**Input material**
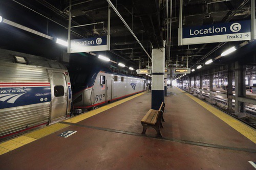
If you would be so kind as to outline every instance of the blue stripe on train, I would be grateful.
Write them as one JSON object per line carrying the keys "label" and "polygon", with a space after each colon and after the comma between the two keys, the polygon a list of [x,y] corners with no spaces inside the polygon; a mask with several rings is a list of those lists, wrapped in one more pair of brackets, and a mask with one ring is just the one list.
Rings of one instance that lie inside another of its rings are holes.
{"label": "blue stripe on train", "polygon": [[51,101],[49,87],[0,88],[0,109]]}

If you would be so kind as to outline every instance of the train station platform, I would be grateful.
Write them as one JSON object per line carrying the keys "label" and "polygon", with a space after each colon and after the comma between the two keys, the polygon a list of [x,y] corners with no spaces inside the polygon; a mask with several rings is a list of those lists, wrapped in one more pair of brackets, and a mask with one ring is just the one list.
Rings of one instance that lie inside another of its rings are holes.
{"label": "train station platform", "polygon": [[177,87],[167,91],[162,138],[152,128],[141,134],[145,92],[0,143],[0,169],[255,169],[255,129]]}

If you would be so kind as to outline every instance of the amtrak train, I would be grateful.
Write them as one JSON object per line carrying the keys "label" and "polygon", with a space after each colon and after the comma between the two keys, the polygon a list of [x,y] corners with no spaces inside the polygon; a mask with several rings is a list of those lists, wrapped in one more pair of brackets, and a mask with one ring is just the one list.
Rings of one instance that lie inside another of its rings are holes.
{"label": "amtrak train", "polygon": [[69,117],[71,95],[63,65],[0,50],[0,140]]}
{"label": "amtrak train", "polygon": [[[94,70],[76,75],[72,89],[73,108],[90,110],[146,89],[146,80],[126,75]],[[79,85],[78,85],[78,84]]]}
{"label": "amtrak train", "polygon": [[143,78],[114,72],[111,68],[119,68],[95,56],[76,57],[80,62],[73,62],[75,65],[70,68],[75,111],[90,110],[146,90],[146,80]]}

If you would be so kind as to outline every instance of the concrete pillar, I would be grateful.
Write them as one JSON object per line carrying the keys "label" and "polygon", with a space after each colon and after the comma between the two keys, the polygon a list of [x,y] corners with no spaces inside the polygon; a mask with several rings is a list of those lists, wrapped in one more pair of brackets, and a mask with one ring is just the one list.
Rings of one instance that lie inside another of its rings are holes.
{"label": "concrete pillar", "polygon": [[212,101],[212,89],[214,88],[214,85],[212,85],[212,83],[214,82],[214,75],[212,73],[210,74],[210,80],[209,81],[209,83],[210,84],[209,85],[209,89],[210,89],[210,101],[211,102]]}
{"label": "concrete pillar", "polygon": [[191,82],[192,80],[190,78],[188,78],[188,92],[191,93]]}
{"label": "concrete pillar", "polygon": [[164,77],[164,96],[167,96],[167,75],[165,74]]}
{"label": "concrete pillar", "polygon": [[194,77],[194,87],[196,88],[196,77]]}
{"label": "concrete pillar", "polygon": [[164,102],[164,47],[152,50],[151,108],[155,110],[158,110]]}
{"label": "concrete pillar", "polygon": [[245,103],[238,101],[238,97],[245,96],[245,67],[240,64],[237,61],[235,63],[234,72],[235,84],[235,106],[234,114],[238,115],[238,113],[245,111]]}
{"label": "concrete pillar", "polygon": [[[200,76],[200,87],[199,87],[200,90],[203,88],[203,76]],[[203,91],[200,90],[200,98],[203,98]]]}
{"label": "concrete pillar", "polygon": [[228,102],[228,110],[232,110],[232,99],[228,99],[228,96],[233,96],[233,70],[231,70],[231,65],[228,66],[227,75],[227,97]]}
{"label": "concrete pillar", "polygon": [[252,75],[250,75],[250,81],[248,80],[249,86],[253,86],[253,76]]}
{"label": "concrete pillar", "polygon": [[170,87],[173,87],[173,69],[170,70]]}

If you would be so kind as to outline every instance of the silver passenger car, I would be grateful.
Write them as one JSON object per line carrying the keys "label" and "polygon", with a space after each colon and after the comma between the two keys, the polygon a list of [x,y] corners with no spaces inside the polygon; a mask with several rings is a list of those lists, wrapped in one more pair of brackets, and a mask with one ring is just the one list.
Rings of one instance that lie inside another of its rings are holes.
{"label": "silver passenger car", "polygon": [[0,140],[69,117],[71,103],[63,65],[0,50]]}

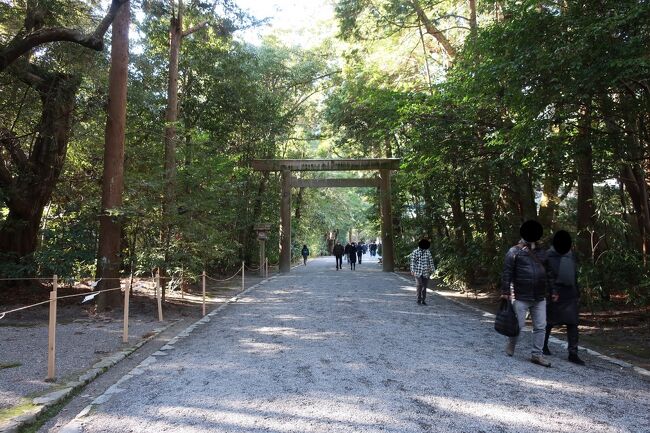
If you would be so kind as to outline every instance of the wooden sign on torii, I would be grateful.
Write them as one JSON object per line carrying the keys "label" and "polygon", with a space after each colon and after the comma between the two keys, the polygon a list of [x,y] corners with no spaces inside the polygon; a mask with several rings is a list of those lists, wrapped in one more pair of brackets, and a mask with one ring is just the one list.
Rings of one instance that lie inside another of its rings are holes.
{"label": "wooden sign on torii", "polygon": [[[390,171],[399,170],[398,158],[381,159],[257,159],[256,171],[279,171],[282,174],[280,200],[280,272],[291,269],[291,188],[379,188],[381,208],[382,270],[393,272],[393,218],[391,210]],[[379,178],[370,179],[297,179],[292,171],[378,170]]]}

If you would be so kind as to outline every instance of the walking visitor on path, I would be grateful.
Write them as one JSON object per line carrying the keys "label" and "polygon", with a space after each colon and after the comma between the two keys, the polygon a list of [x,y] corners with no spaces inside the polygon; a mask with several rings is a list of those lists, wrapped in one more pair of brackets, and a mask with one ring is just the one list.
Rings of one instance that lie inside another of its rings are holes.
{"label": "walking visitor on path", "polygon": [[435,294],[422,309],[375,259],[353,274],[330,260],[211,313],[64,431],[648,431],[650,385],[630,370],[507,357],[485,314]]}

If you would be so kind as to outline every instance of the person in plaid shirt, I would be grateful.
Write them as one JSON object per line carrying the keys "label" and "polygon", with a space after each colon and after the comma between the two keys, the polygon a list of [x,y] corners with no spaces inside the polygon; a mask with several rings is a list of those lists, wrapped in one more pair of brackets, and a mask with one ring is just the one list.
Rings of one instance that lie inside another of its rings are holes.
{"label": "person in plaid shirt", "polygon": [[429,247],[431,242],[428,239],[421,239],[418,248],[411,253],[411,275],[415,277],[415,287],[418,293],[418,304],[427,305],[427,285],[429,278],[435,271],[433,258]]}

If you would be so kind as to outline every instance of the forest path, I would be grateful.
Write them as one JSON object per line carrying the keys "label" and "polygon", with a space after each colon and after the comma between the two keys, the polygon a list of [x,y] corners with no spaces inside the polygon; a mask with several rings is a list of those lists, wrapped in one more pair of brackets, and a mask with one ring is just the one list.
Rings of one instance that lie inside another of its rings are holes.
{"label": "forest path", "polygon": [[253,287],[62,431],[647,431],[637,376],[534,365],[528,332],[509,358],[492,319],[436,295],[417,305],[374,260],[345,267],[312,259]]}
---
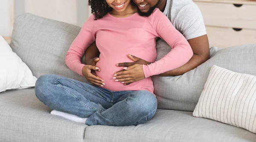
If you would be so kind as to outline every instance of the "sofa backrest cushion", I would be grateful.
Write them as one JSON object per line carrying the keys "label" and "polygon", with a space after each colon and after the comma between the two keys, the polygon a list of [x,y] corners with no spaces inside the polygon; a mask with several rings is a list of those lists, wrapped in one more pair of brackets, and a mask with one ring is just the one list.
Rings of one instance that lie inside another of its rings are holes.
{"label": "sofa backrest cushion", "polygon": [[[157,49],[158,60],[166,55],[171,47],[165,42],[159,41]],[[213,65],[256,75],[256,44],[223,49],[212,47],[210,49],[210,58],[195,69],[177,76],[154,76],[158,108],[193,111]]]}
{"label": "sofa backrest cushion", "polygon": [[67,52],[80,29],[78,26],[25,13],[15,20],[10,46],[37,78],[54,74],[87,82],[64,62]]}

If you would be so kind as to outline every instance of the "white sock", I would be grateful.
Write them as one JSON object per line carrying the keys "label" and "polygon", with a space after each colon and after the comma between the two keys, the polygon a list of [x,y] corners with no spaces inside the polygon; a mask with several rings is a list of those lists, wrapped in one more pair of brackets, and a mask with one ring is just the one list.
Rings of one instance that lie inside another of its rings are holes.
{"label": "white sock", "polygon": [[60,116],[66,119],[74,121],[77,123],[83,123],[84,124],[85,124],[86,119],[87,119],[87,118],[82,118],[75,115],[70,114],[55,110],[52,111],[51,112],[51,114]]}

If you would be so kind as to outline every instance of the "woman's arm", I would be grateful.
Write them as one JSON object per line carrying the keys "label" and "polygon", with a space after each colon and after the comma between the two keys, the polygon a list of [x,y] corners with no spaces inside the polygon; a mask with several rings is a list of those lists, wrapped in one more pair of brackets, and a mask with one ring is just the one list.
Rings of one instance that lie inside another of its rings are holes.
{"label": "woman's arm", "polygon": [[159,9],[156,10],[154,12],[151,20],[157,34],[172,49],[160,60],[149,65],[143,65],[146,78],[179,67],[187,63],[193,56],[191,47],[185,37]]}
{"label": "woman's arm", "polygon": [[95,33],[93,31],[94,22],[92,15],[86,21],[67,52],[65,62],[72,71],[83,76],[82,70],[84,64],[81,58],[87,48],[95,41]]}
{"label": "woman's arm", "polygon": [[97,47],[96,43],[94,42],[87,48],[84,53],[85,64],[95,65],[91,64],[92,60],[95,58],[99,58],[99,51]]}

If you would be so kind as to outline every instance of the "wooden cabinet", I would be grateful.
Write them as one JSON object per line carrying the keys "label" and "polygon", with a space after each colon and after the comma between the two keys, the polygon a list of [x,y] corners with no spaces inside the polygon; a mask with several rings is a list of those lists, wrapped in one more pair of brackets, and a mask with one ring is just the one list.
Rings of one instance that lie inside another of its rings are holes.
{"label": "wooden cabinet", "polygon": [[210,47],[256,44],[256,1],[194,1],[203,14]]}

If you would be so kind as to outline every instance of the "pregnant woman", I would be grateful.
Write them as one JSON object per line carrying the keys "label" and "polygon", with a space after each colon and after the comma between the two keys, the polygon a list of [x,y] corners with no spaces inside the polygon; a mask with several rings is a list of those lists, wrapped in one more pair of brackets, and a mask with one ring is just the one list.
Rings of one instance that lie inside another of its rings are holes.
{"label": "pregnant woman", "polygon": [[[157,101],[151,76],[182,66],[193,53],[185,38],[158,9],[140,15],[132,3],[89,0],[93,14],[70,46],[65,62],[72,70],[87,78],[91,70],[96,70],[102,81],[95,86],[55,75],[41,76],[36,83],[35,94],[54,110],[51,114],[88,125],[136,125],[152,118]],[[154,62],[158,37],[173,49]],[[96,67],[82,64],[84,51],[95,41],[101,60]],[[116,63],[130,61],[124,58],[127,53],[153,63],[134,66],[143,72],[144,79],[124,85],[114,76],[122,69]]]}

**Exercise brief**
Collect every line of the material that contains the word "person", and copy each one in full.

**Response to this exercise**
If you would be so kind as to outline every instance of the person in plaid shirt, I would be grateful.
{"label": "person in plaid shirt", "polygon": [[429,247],[431,242],[428,239],[421,239],[418,248],[411,253],[411,275],[415,277],[415,287],[418,293],[418,304],[427,305],[427,285],[429,278],[435,271],[433,258]]}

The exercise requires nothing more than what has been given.